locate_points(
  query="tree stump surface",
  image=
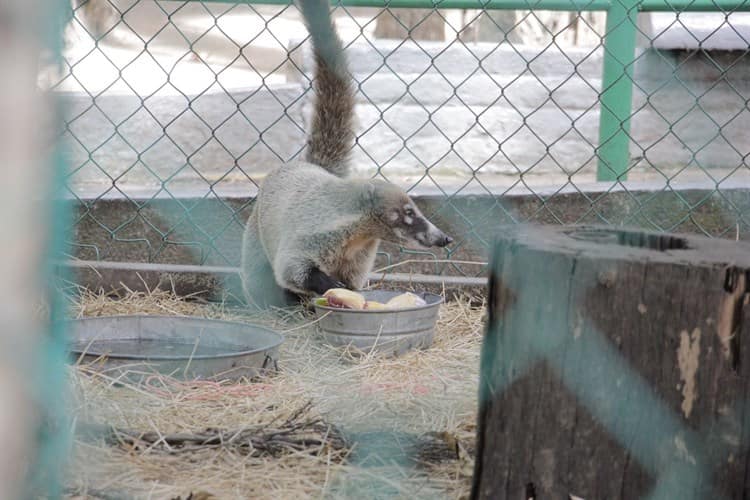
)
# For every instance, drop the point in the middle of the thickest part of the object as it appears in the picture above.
(614, 365)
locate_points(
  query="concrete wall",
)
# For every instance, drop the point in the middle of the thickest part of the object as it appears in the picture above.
(496, 109)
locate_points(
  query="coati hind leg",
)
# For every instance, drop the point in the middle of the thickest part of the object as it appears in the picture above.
(258, 281)
(306, 277)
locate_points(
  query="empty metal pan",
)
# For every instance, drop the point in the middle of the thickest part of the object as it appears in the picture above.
(181, 346)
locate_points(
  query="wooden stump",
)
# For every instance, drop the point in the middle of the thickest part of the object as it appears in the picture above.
(615, 365)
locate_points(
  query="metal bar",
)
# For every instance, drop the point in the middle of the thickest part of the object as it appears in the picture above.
(563, 5)
(617, 91)
(695, 6)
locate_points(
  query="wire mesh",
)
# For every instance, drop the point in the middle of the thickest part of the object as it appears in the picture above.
(176, 110)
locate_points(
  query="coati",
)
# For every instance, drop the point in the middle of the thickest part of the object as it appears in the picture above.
(312, 227)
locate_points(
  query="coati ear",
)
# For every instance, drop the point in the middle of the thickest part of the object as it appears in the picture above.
(370, 195)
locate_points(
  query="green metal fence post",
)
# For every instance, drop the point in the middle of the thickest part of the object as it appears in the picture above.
(617, 90)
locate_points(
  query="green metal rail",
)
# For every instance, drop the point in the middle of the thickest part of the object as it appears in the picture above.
(619, 54)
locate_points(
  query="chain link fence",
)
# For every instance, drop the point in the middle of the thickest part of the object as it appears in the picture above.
(622, 113)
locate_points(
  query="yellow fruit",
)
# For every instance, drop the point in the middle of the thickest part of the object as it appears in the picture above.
(372, 305)
(405, 300)
(341, 297)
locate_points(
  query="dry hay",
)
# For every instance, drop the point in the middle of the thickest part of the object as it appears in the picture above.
(424, 401)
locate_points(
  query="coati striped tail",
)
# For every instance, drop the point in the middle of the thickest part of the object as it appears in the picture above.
(331, 136)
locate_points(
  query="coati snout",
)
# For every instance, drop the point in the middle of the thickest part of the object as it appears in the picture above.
(404, 224)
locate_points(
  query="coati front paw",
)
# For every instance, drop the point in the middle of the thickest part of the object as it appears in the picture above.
(319, 282)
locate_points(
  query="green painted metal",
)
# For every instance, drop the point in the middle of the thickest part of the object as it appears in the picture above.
(694, 5)
(563, 5)
(49, 375)
(616, 96)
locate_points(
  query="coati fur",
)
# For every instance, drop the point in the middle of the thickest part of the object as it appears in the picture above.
(312, 227)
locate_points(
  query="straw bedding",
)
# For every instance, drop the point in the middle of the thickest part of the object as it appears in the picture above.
(329, 424)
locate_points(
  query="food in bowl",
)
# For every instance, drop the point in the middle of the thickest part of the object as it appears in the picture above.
(348, 299)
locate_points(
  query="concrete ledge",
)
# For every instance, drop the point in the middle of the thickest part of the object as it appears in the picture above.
(223, 283)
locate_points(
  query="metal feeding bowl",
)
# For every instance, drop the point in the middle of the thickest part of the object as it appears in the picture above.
(180, 346)
(392, 331)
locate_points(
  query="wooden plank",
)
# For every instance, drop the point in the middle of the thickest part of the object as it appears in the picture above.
(614, 366)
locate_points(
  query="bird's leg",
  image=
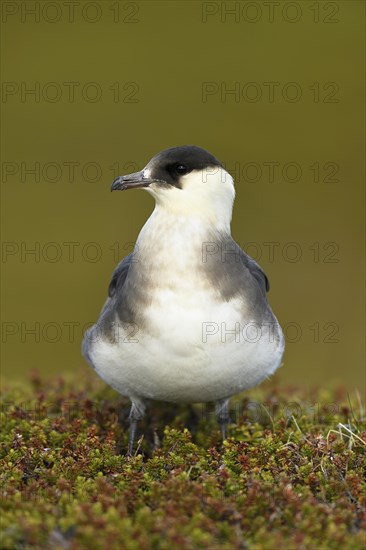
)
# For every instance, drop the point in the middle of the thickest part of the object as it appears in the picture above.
(222, 413)
(136, 413)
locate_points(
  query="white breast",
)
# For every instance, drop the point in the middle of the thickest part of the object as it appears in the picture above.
(192, 347)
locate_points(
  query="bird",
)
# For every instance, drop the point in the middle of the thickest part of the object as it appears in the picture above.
(187, 318)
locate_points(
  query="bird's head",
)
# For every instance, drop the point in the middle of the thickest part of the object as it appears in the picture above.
(186, 181)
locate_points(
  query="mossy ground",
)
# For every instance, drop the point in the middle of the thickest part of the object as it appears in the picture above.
(289, 476)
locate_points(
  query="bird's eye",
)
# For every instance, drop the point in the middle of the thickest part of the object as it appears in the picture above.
(181, 169)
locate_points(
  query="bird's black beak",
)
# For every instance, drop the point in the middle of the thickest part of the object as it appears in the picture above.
(131, 181)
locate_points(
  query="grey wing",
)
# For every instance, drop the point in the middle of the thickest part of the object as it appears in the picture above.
(104, 325)
(256, 271)
(119, 275)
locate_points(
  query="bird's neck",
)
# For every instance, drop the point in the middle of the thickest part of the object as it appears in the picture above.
(166, 233)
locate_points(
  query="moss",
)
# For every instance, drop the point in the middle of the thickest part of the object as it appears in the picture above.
(289, 476)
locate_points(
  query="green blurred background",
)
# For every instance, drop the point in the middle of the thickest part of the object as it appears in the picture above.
(150, 75)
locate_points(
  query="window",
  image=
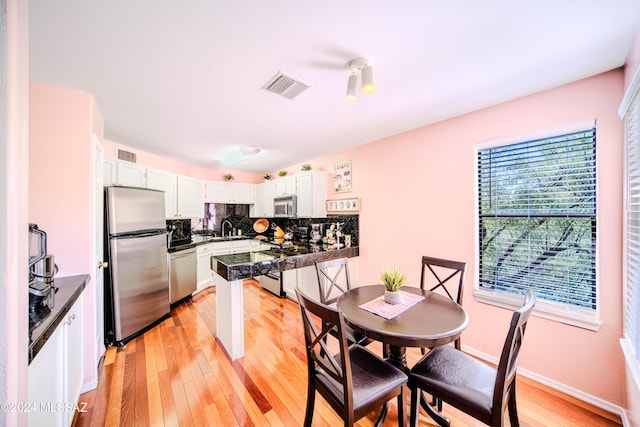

- _Description of the task_
The lines above that hold "green" are the result; show every one of them.

- _Your solution_
  query="green metal fence post",
  query="green metal rail",
  query="green painted metal",
  query="green blurred background",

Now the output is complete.